(Records from a data source)
▽
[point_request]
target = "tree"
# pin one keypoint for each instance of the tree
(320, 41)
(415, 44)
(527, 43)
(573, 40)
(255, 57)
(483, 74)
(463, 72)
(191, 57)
△
Problem to work on
Would you write out all of the data exactly as given?

Answer to this exercise
[point_request]
target = "tree"
# pin one keypoint for each instance of the tree
(320, 41)
(415, 44)
(527, 43)
(573, 40)
(255, 57)
(483, 74)
(463, 72)
(191, 57)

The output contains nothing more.